Give the rows below as a numbered list, dropping blank lines. Leave the pictures out of your answer.

[Labeling and segmentation rows]
══════════════════════════════

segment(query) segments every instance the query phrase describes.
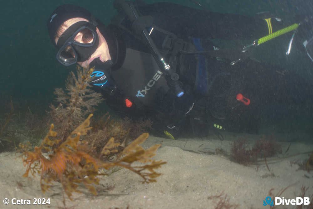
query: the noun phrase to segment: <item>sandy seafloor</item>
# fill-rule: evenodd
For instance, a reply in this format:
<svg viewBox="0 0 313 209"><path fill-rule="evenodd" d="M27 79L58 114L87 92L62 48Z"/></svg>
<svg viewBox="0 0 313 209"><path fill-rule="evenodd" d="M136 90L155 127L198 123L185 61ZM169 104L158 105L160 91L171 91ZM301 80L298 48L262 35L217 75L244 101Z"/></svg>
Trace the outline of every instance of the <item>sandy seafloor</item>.
<svg viewBox="0 0 313 209"><path fill-rule="evenodd" d="M244 137L253 143L262 137L245 133L224 132L223 134L226 140L222 141L213 135L205 138L175 140L150 136L143 146L145 148L162 143L154 159L167 162L157 170L163 174L157 178L157 182L142 184L139 176L123 169L109 176L100 177L101 186L114 185L114 189L100 192L96 196L83 190L82 193L74 194L74 201L67 198L66 208L214 208L219 198L208 197L223 192L223 199L225 199L227 195L227 201L230 204L238 205L237 208L264 208L269 206L264 206L263 201L272 188L273 193L275 194L280 190L292 185L281 196L285 199L295 199L303 185L309 187L306 196L312 194L313 172L298 170L296 164L291 163L307 159L308 154L281 158L313 150L312 144L303 142L300 134L275 135L278 141L281 142L283 154L290 142L294 142L286 154L267 159L271 172L264 163L260 163L257 171L256 165L245 166L232 162L227 156L206 153L214 152L216 148L221 146L229 153L231 141ZM278 157L281 159L278 160ZM34 198L50 198L50 204L18 205L10 202L5 205L0 202L0 208L64 206L59 184L54 184L52 191L43 194L39 176L33 178L30 175L30 177L23 178L22 175L25 170L21 159L17 158L15 153L0 154L1 202L4 198L29 199L32 202ZM274 176L269 175L271 173ZM280 206L277 207L295 207Z"/></svg>

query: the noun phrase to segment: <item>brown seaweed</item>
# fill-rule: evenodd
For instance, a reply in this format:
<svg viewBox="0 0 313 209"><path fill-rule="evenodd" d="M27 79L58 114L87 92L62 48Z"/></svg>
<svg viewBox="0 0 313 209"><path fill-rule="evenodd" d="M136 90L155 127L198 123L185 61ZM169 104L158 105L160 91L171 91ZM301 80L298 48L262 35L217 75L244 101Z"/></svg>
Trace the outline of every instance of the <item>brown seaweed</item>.
<svg viewBox="0 0 313 209"><path fill-rule="evenodd" d="M59 105L50 106L53 123L40 145L31 151L29 146L20 144L26 167L23 176L28 176L30 172L33 175L40 174L44 193L57 182L71 200L73 192L81 192L79 188L81 184L96 195L95 185L99 184L99 176L106 175L99 170L115 166L136 173L142 178L143 183L155 182L161 174L155 170L166 163L151 159L160 145L146 150L139 145L148 137L147 133L134 140L132 139L133 141L127 146L125 142L131 135L128 134L131 129L125 130L122 121L118 123L108 117L104 123L95 123L96 128L91 130L93 115L90 113L102 100L101 94L93 91L88 84L92 71L78 68L76 74L71 72L65 90L56 89ZM112 155L116 157L115 159L108 160ZM144 165L133 165L135 162Z"/></svg>
<svg viewBox="0 0 313 209"><path fill-rule="evenodd" d="M103 175L98 172L102 168L108 169L113 166L119 166L127 168L136 173L143 179L143 183L155 182L155 179L161 175L154 170L166 163L162 160L156 161L151 159L154 152L161 145L156 144L145 150L139 144L143 143L148 137L147 133L144 133L126 147L121 152L120 159L113 162L105 162L91 156L80 150L81 136L87 135L91 127L90 127L90 114L85 121L75 129L57 148L53 147L60 139L55 139L57 133L54 131L54 126L52 124L50 129L39 147L35 147L33 151L27 151L26 146L20 144L23 151L22 156L26 170L23 176L27 177L30 171L34 175L38 173L41 174L40 185L42 192L49 190L54 181L59 181L69 197L72 200L72 193L80 193L79 184L83 183L92 194L96 195L95 185L99 184L98 176ZM116 151L115 149L118 143L114 143L111 138L104 147L102 152L108 154ZM44 149L52 152L49 158L43 154ZM132 164L138 161L146 164L143 165L133 166Z"/></svg>

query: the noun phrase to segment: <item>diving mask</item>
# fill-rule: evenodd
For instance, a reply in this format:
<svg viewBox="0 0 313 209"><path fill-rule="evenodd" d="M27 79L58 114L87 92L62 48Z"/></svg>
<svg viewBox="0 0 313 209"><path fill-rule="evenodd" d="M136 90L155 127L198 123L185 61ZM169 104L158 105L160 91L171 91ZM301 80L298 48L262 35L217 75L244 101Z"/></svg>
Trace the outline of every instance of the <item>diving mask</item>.
<svg viewBox="0 0 313 209"><path fill-rule="evenodd" d="M78 22L66 29L59 39L57 59L66 66L84 62L95 52L99 43L95 26L85 21Z"/></svg>
<svg viewBox="0 0 313 209"><path fill-rule="evenodd" d="M313 62L313 37L308 41L303 42L303 45L306 50L306 53Z"/></svg>

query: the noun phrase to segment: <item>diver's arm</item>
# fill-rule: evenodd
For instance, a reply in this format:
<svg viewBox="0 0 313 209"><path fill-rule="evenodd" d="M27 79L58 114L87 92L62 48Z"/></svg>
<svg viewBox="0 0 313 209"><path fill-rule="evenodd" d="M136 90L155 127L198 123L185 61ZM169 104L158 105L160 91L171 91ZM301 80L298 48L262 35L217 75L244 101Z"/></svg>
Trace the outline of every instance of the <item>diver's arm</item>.
<svg viewBox="0 0 313 209"><path fill-rule="evenodd" d="M264 18L230 14L208 12L176 4L160 3L140 8L143 15L154 18L154 23L180 37L226 39L254 39L268 34ZM281 27L275 18L272 31ZM278 29L278 26L280 28Z"/></svg>

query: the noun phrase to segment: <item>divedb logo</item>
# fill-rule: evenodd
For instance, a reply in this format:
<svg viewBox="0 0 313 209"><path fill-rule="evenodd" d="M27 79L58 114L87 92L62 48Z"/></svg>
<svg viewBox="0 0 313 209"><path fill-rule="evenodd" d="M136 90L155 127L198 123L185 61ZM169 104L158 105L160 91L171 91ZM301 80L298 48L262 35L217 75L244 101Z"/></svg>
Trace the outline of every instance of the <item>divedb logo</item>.
<svg viewBox="0 0 313 209"><path fill-rule="evenodd" d="M275 198L275 202L274 201L272 200L272 198L269 196L266 197L265 200L263 201L263 205L266 206L269 205L273 206L274 205L307 205L310 204L310 198L308 197L297 197L295 199L285 199L285 197L276 197Z"/></svg>

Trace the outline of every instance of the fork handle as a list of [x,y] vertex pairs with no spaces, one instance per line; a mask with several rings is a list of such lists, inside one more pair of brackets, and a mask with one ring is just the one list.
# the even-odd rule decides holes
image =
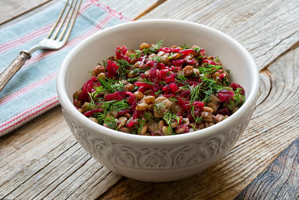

══════════════════════════════

» Response to this task
1. segment(query) segments every instance the query phrase describes.
2. query: the noun phrase to segment: <item>sandy seafloor</item>
3. # fill-rule: evenodd
4. For instance, a reply in this format:
5. <svg viewBox="0 0 313 209"><path fill-rule="evenodd" d="M27 79L58 114L87 92L62 48Z"/></svg>
6. <svg viewBox="0 0 313 209"><path fill-rule="evenodd" d="M136 90L155 127L198 123L185 61ZM169 104L158 105L160 91L171 91ZM301 80L298 48L262 35L217 75L244 101Z"/></svg>
7. Trace the outline of every instance of the <item>sandy seafloor</item>.
8. <svg viewBox="0 0 313 209"><path fill-rule="evenodd" d="M244 137L253 143L262 137L245 133L224 132L223 134L226 140L222 141L213 135L205 138L175 140L150 136L143 146L145 148L162 143L154 159L167 162L157 170L163 174L157 178L157 182L142 184L139 176L123 169L109 176L100 177L101 186L114 185L114 189L100 192L96 196L83 190L82 193L74 194L74 201L67 198L66 208L214 208L219 198L208 197L223 192L223 199L225 199L227 195L227 201L230 204L238 205L237 208L264 208L269 206L264 206L263 201L272 188L273 193L275 194L280 190L292 185L281 196L285 199L295 199L303 185L309 187L306 196L312 194L313 172L298 170L296 164L291 163L307 159L308 154L281 158L313 150L312 144L303 142L300 134L275 135L278 141L281 142L283 154L290 142L294 142L286 154L267 159L271 172L264 163L260 163L257 171L256 165L245 166L232 162L227 156L206 153L214 152L216 148L221 146L229 153L231 141ZM278 157L281 159L278 160ZM34 198L50 198L50 204L18 205L10 202L5 205L0 202L0 208L64 206L59 184L54 184L52 191L43 194L39 176L33 178L30 175L30 177L23 178L22 175L25 170L21 159L17 158L15 153L0 154L1 202L4 198L29 199L32 202ZM274 176L269 175L271 173ZM280 206L277 207L295 207Z"/></svg>
9. query: the noun phrase to segment: <item>brown seaweed</item>
10. # fill-rule: evenodd
11. For instance, a reply in this format:
12. <svg viewBox="0 0 313 209"><path fill-rule="evenodd" d="M27 79L58 114L87 92L62 48Z"/></svg>
13. <svg viewBox="0 0 313 209"><path fill-rule="evenodd" d="M136 90L155 127L198 123L185 61ZM169 104L158 105L160 91L171 91ZM301 80L298 48L262 35L217 75L244 101Z"/></svg>
14. Trace the outline of every instance of the <item>brown seaweed</item>.
15. <svg viewBox="0 0 313 209"><path fill-rule="evenodd" d="M59 105L50 106L53 123L40 145L31 151L29 146L20 144L26 167L23 176L28 176L30 172L33 175L40 174L44 193L57 182L71 200L73 192L81 192L79 188L81 184L96 195L95 185L99 184L99 176L106 175L99 170L115 166L136 173L142 178L143 183L155 182L161 174L155 170L166 163L151 159L160 145L146 150L139 145L148 137L147 133L134 140L132 139L133 141L127 146L125 142L131 135L128 134L131 129L125 130L122 121L118 123L108 117L104 123L95 123L96 128L91 130L93 115L90 113L102 100L101 94L93 91L88 84L92 71L78 68L76 74L71 72L65 90L56 89ZM112 155L116 157L115 159L108 160ZM144 165L133 165L135 162Z"/></svg>
16. <svg viewBox="0 0 313 209"><path fill-rule="evenodd" d="M103 175L98 172L102 168L108 169L113 166L119 166L127 168L136 173L143 179L143 183L155 182L155 179L161 175L154 170L166 163L162 160L156 161L151 159L154 152L161 145L156 144L145 150L139 144L143 143L148 137L147 133L144 133L126 147L121 152L120 159L113 162L105 162L91 156L80 150L81 136L87 135L91 127L90 127L90 114L85 121L75 129L57 148L53 147L60 139L55 139L57 133L54 131L54 126L52 124L50 129L39 147L35 147L33 151L27 151L26 146L20 144L23 151L22 156L26 170L23 176L27 177L30 171L34 175L38 173L41 174L40 185L42 192L49 190L54 181L59 181L69 197L72 200L72 193L80 193L79 184L83 183L92 194L96 195L95 185L99 184L98 176ZM116 151L115 149L118 143L114 143L111 138L104 147L102 152L108 154ZM44 149L52 152L49 158L43 154ZM132 164L138 161L146 164L143 165L133 166Z"/></svg>
17. query: the noun phrase to segment: <item>diving mask</item>
18. # fill-rule: evenodd
19. For instance, a reply in this format:
20. <svg viewBox="0 0 313 209"><path fill-rule="evenodd" d="M27 79L58 114L87 92L62 48Z"/></svg>
21. <svg viewBox="0 0 313 209"><path fill-rule="evenodd" d="M136 90L155 127L198 123L185 61ZM169 104L158 105L160 91L171 91ZM301 80L298 48L262 35L217 75L244 101Z"/></svg>
22. Trace the outline of every instance of the <item>diving mask</item>.
23. <svg viewBox="0 0 313 209"><path fill-rule="evenodd" d="M78 22L66 29L59 39L57 59L66 66L84 62L95 52L99 43L95 26L85 21Z"/></svg>
24. <svg viewBox="0 0 313 209"><path fill-rule="evenodd" d="M313 62L313 37L308 41L303 42L303 45L306 50L306 53Z"/></svg>
25. query: the noun phrase to segment: <item>diver's arm</item>
26. # fill-rule: evenodd
27. For instance, a reply in this format:
28. <svg viewBox="0 0 313 209"><path fill-rule="evenodd" d="M27 79L58 114L87 92L62 48Z"/></svg>
29. <svg viewBox="0 0 313 209"><path fill-rule="evenodd" d="M136 90L155 127L198 123L185 61ZM169 104L158 105L160 91L171 91ZM301 80L298 48L262 35L217 75L244 101Z"/></svg>
30. Trace the outline of every instance of the <item>diver's arm</item>.
31. <svg viewBox="0 0 313 209"><path fill-rule="evenodd" d="M264 18L230 14L208 12L176 4L160 3L140 8L143 15L154 18L154 23L180 37L226 39L254 39L268 34ZM281 27L275 18L272 31ZM278 29L278 26L280 28Z"/></svg>
32. query: the noun phrase to segment: <item>divedb logo</item>
33. # fill-rule: evenodd
34. For instance, a reply in this format:
35. <svg viewBox="0 0 313 209"><path fill-rule="evenodd" d="M27 79L58 114L87 92L62 48Z"/></svg>
36. <svg viewBox="0 0 313 209"><path fill-rule="evenodd" d="M136 90L155 127L198 123L185 61ZM169 104L158 105L160 91L171 91ZM301 80L298 48L262 35L217 75L244 101Z"/></svg>
37. Trace the outline of every instance of the <item>divedb logo</item>.
38. <svg viewBox="0 0 313 209"><path fill-rule="evenodd" d="M275 198L275 202L274 201L272 200L272 198L269 196L266 197L265 200L263 201L263 205L266 206L269 205L273 206L274 205L307 205L310 204L310 198L308 197L297 197L295 199L285 199L285 197L276 197Z"/></svg>
39. Trace the outline of every instance of the fork handle as a list of [x,y] vertex pairs with no spaces, one instance per line; a mask with several rings is a list of such lists, inside one more pair of brackets, and a mask with one ring is just the one list.
40. # the even-odd rule decides holes
41. image =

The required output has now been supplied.